■ WORK ORDER ■
Repeat the listing below in full.

■ GIVEN RECORDS ■
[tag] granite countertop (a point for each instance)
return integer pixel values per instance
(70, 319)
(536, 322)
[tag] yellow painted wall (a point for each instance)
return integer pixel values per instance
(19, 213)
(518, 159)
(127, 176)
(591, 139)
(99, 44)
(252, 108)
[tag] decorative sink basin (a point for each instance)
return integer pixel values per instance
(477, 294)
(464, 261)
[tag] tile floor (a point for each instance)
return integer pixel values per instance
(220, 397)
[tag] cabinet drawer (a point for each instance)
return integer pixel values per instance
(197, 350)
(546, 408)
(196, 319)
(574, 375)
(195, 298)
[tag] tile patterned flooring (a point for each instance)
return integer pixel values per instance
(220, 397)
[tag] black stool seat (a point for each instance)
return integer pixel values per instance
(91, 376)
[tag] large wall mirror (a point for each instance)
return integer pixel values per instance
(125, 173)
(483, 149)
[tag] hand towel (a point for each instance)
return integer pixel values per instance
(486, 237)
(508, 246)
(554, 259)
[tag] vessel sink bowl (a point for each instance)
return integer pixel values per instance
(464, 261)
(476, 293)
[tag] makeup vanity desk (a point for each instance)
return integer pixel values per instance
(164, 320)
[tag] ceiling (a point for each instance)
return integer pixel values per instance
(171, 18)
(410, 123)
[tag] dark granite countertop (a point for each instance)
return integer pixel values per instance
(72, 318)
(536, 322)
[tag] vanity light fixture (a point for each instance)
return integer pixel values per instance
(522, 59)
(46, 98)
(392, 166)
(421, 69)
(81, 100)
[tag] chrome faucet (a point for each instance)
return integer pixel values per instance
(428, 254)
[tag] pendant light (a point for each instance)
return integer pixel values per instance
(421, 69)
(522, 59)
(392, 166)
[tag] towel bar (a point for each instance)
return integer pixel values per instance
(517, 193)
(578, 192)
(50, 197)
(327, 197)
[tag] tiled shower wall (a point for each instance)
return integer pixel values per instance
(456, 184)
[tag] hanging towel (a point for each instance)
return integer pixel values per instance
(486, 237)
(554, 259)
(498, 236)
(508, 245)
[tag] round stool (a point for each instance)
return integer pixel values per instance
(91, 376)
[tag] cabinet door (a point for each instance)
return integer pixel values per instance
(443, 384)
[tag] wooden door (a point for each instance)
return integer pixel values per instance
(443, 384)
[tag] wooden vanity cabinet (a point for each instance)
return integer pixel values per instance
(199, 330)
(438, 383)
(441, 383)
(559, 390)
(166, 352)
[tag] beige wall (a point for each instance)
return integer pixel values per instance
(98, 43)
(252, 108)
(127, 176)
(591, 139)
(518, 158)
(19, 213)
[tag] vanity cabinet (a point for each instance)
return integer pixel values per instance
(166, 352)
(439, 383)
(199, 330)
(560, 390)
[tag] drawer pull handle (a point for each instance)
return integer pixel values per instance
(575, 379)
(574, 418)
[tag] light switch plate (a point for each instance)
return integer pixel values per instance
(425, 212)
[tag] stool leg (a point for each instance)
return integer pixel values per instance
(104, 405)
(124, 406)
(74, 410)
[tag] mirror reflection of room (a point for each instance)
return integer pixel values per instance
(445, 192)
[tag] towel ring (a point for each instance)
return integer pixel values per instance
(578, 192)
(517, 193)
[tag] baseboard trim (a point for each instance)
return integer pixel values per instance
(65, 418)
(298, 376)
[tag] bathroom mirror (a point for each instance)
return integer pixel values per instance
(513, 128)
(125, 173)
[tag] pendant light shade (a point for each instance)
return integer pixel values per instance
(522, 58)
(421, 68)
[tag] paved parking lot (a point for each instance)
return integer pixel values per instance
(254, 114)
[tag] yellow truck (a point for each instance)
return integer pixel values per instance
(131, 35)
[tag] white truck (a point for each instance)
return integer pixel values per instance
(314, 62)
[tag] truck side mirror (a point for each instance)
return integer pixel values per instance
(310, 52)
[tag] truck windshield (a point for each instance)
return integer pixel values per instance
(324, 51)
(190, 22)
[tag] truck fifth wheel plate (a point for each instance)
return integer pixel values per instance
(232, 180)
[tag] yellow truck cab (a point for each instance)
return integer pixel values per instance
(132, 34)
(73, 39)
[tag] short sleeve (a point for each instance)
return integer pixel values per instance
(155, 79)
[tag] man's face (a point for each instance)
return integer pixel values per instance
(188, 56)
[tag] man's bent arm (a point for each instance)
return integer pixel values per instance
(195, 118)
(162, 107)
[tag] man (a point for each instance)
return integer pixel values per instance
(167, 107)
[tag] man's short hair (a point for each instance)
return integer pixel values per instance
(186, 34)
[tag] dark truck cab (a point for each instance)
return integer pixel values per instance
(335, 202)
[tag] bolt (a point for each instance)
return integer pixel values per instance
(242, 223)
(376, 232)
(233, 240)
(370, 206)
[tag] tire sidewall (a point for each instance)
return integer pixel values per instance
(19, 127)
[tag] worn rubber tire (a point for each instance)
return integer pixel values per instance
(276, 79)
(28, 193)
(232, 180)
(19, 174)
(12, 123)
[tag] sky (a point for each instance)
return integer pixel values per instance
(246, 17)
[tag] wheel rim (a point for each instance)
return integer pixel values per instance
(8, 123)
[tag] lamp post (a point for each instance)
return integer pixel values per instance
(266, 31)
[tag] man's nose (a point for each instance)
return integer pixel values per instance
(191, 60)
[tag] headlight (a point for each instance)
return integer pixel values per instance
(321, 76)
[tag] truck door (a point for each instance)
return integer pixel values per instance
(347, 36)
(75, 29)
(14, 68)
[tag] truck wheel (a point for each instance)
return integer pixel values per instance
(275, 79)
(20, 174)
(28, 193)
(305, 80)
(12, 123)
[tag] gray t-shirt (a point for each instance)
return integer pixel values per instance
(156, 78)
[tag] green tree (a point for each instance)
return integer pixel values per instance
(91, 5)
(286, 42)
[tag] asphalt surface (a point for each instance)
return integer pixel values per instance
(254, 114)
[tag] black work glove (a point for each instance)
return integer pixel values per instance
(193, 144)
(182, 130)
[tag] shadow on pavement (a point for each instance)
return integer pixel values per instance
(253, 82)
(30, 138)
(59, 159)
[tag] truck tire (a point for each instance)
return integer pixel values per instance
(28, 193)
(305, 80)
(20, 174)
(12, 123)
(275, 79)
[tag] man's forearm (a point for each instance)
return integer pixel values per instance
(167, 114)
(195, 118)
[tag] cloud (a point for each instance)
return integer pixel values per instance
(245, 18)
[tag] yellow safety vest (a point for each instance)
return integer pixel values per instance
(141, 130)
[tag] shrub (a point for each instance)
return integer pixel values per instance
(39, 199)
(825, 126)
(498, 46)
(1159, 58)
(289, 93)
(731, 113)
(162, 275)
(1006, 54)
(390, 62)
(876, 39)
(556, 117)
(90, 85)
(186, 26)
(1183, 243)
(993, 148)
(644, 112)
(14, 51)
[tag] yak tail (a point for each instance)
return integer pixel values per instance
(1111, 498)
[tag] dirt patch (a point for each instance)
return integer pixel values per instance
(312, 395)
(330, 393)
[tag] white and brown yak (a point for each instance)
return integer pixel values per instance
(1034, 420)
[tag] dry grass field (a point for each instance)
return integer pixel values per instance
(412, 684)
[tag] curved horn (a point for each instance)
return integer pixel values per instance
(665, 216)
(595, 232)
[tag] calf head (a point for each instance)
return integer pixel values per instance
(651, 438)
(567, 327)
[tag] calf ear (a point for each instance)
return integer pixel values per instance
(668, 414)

■ TASK OUTPUT ■
[tag] granite countertop (a point for each instance)
return integer pixel values per instance
(70, 319)
(536, 322)
[tag] yellow painted wall (a point for each instance)
return integer pixel values per instance
(19, 213)
(518, 159)
(127, 176)
(591, 139)
(99, 44)
(252, 108)
[tag] decorative sink basin (a point for each instance)
return integer pixel values per instance
(477, 294)
(464, 261)
[tag] tile floor (a point for each instance)
return integer pixel values per instance
(220, 397)
[tag] cabinet drawer (a point for each instance)
return integer pixel values per instance
(197, 350)
(546, 408)
(196, 319)
(574, 375)
(195, 298)
[tag] tile patterned flooring (a point for each instance)
return integer pixel values per instance
(220, 397)
[tag] black stool seat (a point for each instance)
return integer pixel values per instance
(91, 376)
[tag] large wall mirror (a point for each instance)
return integer pixel values per instance
(125, 173)
(483, 149)
[tag] hand towel (a point for each instance)
return integer pixel values per instance
(486, 237)
(508, 246)
(554, 259)
[tag] vessel sink bowl (a point for each instance)
return integer pixel values per instance
(464, 261)
(476, 293)
[tag] makeup vanity desk (a point for each instance)
return integer pixel values per instance
(164, 320)
[tag] ceiling (a point for each instance)
return integer pixel values per instance
(171, 18)
(410, 123)
[tag] dark granite countertop (a point for each instance)
return integer pixel values per instance
(72, 318)
(536, 322)
[tag] vanity light fixture (a point for each instance)
return integer pixel values per instance
(522, 59)
(46, 98)
(392, 166)
(421, 69)
(81, 100)
[tag] chrome faucet (a point for each instance)
return integer pixel values per instance
(428, 254)
[tag] pendant light (a point for each instance)
return integer pixel values per instance
(421, 69)
(522, 59)
(392, 166)
[tag] towel bar (a point for each instance)
return integer pixel values per instance
(517, 193)
(578, 192)
(50, 197)
(327, 197)
[tag] tiled shower wall (a point for each instance)
return integer pixel values per instance
(456, 184)
[tag] hanging towel (a point for each instance)
return integer pixel values per instance
(486, 237)
(554, 259)
(498, 236)
(508, 245)
[tag] round stool (a point for each instance)
return integer pixel values per instance
(91, 376)
[tag] cabinet door (a point for each instance)
return integer pixel values per instance
(443, 384)
[tag] wooden door (a point for each instance)
return integer pixel values per instance
(443, 384)
[tag] wooden vanity cabinet (a point for each instance)
return integer pixel values per instance
(199, 330)
(438, 383)
(441, 383)
(559, 390)
(166, 352)
[tag] beige wall (a point for each instance)
return integer pixel values per instance
(98, 43)
(252, 108)
(127, 176)
(591, 139)
(518, 158)
(19, 213)
[tag] vanity cabinet (a point for each instance)
return integer pixel values per instance
(166, 352)
(439, 383)
(199, 330)
(560, 390)
[tag] drawer pull handle (a point for each instance)
return integer pixel values per instance
(575, 379)
(574, 418)
[tag] light switch plate (a point for each instance)
return integer pixel values per instance
(425, 212)
[tag] stool leg (a point for each instance)
return integer pixel values per instance
(104, 405)
(124, 406)
(74, 410)
[tag] mirror reflection of room (a point for each instance)
return integer pixel values per instance
(445, 192)
[tag] towel ring (a point for each instance)
return integer pixel values per instance
(578, 192)
(517, 193)
[tag] baseboard trim (a point for each instance)
return integer pixel values per instance
(65, 418)
(298, 376)
[tag] bathroom mirror (a point for each instance)
return integer pixel values per instance
(513, 128)
(125, 173)
[tag] pendant light shade (a point for each instance)
return integer pixel values per instance
(522, 58)
(421, 68)
[tag] paved parking lot (a point for each instance)
return integer pixel values per instance
(254, 114)
[tag] yellow truck (a point for each instance)
return integer pixel values per instance
(131, 35)
[tag] white truck (a point for each instance)
return integer pixel values per instance
(314, 62)
[tag] truck side mirror (a point for each instance)
return integer pixel values per instance
(310, 52)
[tag] truck windshield (a point for each instance)
return integer pixel values per instance
(324, 51)
(190, 22)
[tag] truck fifth wheel plate (a point for each instance)
return integer pixel values per instance
(232, 180)
[tag] yellow truck cab (a point for each instance)
return integer pixel values per instance
(132, 34)
(73, 39)
[tag] short sleeve (a point for each instance)
return integer pixel values per instance
(155, 79)
[tag] man's face (a point for each instance)
return integer pixel values per instance
(188, 56)
[tag] man's bent arm (a point for each instance)
return integer pixel values per instance
(195, 118)
(162, 107)
[tag] man (a point for each instance)
return integer pixel values per instance
(167, 107)
[tag] man's short hair (a point for each instance)
return integer pixel values per instance
(186, 34)
[tag] dark truck cab (a point for each instance)
return integer pixel values per instance
(335, 202)
[tag] bolt (a point for each instance)
return integer pixel values per instance
(242, 223)
(376, 232)
(233, 240)
(370, 206)
[tag] tire sidewall (a point for each instance)
return integer pixel values per instance
(19, 127)
[tag] worn rubber tire (a point for each instance)
return integer pixel values per instance
(276, 79)
(28, 193)
(232, 180)
(19, 174)
(12, 123)
[tag] sky (a point for each instance)
return integer pixel values per instance
(246, 17)
[tag] wheel rim (a point for each instance)
return integer pixel values per instance
(8, 123)
[tag] lamp post (a point for each instance)
return integer pixel values per instance
(266, 31)
[tag] man's nose (a point for each instance)
return integer pixel values per instance
(191, 60)
[tag] headlight (a point for each instance)
return integer pixel values per instance
(321, 76)
[tag] truck door (a point for each instance)
return integer pixel values per instance
(347, 36)
(75, 29)
(14, 68)
[tag] truck wheel (a point for each instance)
return integer pixel values per instance
(275, 79)
(20, 174)
(28, 193)
(305, 80)
(12, 123)
[tag] gray t-shirt (a point for each instance)
return integer pixel values per instance
(156, 78)
[tag] green tree (a point for each instance)
return integer pixel values per instance
(91, 5)
(286, 42)
[tag] asphalt surface (a point for each instance)
return integer pixel values per instance
(254, 114)
[tag] black work glove (a point for each instance)
return integer pixel values per instance
(193, 144)
(182, 130)
[tag] shadow on pavement (a point for each instance)
return integer pixel values per instance
(253, 82)
(30, 138)
(59, 159)
[tag] truck tire (a point for each instance)
return integer pixel values per instance
(28, 193)
(305, 80)
(20, 174)
(12, 123)
(275, 79)
[tag] man's forearm (a point for each instance)
return integer pixel values per instance
(167, 114)
(195, 118)
[tag] cloud (a point for each instance)
return integer pixel values per instance
(245, 18)
[tag] yellow safety vest (a point for each instance)
return integer pixel values per instance
(141, 130)
[tag] shrub (a point for each instance)
return integer pixel values per instance
(39, 199)
(825, 126)
(498, 46)
(1159, 58)
(289, 93)
(731, 113)
(162, 275)
(1006, 54)
(390, 62)
(876, 39)
(556, 117)
(90, 85)
(186, 26)
(1183, 243)
(993, 148)
(644, 112)
(14, 51)
[tag] yak tail (a point for each instance)
return integer pixel values per instance
(1111, 498)
[tag] dirt patch (a point for each instance)
return integer pixel values per instance
(312, 395)
(330, 393)
[tag] white and brown yak (a point for each instance)
return integer pixel values per instance
(1034, 420)
[tag] dry grass field (a point for each instance)
return integer pixel values per instance
(412, 684)
[tag] curved horn (a point for each instance)
return integer pixel values per instance
(665, 216)
(595, 232)
[tag] calf head (a point for each instance)
return integer pixel values per instance
(651, 438)
(567, 327)
[tag] calf ear (a point for each instance)
return integer pixel values per instance
(668, 414)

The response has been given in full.